[[ Extract to read, beginning ]]

There are several ways to get started monitoring and analyzing app performance:

  • At run time – instrument your web app on the server. Ideal for applications already deployed. Avoids any update to the code.
  • At development time – add Application Insights to your code. Allows you to customize telemetry collection and send more telemetry.
  • Instrument your web pages for page view, AJAX, and other client-side telemetry.
  • Analyze mobile app usage by integrating with Visual Studio App Center.
  • Availability tests - ping your website regularly from our servers.

Metric types

Application Insights log-based metrics let you analyze the health of your monitored apps, create powerful dashboards, and configure alerts. There are two kinds of metrics:

  • Log-based metrics behind the scene are translated into Kusto queries from stored events.
  • Standard metrics are stored as pre-aggregated time series.

Since standard metrics are pre-aggregated during collection, they have better performance at query time. Standard metrics are a better choice for dashboarding and in real-time alerting. The log-based metrics have more dimensions, which makes them the superior option for data analysis and ad-hoc diagnostics. Use the namespace selector to switch between log-based and standard metrics in metrics explorer.

[[ Extract to read, end ]]
[[ Supplied information, beginning ]]

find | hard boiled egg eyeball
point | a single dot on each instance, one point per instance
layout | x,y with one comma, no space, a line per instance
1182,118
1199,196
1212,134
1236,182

[[ Supplied information, end ]]

# Task to carry out
Resume the passage on Application Insights monitoring and metric types, starting right after its final sentence.

# Response to the exercise
Log-based metrics

Developers can use the SDK to send events manually (by writing code that explicitly invokes the SDK) or they can rely on the automatic collection of events from auto-instrumentation. In either case, the Application Insights backend stores all collected events as logs, and the Application Insights blades in the Azure portal act as an analytical and diagnostic tool for visualizing event-based data from logs.

Using logs to retain a complete set of events can bring great analytical and diagnostic value. For example, you can get an exact count of requests to a particular URL with the number of distinct users who made these calls. Or you can get detailed diagnostic traces, including exceptions and dependency calls for any user session. Having this type of information can significantly improve visibility into the application health and usage, allowing to cut down the time necessary to diagnose issues with an app.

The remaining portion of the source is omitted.